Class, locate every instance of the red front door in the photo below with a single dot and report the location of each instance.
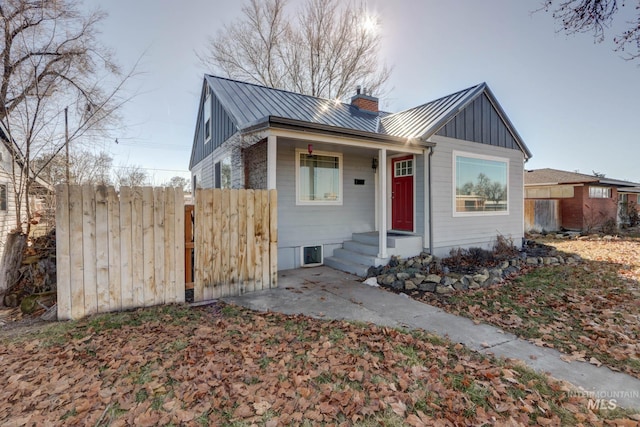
========
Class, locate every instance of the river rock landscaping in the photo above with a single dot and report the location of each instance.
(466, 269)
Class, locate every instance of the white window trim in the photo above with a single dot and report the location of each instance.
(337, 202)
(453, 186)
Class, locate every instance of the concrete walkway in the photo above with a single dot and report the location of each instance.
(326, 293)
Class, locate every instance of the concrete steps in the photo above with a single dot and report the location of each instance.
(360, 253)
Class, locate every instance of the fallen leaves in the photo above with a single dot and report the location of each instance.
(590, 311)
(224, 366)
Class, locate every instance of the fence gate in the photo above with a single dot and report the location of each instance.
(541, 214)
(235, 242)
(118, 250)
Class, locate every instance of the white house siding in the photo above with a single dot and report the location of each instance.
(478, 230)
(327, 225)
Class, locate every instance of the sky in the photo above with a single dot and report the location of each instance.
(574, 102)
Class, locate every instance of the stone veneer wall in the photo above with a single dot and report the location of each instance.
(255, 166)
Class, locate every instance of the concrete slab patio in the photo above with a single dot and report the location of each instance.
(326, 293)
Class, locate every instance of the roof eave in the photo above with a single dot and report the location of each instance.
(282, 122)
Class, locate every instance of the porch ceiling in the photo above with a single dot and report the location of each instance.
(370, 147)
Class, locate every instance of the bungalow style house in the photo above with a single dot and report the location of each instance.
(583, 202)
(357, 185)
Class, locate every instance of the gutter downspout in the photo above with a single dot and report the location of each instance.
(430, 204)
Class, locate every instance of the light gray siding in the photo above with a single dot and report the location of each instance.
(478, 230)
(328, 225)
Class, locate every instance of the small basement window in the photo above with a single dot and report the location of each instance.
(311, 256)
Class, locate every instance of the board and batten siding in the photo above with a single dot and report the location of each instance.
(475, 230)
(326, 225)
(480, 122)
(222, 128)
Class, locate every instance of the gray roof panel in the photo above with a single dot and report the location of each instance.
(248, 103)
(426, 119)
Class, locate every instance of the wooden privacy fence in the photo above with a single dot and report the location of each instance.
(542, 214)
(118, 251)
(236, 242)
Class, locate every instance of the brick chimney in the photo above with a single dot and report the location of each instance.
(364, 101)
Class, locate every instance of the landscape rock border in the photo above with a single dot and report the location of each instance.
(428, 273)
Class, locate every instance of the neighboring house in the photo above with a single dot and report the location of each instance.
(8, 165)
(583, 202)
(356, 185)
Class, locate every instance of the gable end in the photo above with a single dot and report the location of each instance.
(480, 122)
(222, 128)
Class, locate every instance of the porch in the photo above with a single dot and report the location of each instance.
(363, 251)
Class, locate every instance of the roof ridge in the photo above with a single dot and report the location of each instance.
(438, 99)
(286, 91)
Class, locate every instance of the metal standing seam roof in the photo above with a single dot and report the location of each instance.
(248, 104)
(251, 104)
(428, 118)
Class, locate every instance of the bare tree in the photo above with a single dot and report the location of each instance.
========
### STATED EXERCISE
Count the lines in the listing above that contain the word "rock". Give only the number.

### EXPECTED OUTPUT
2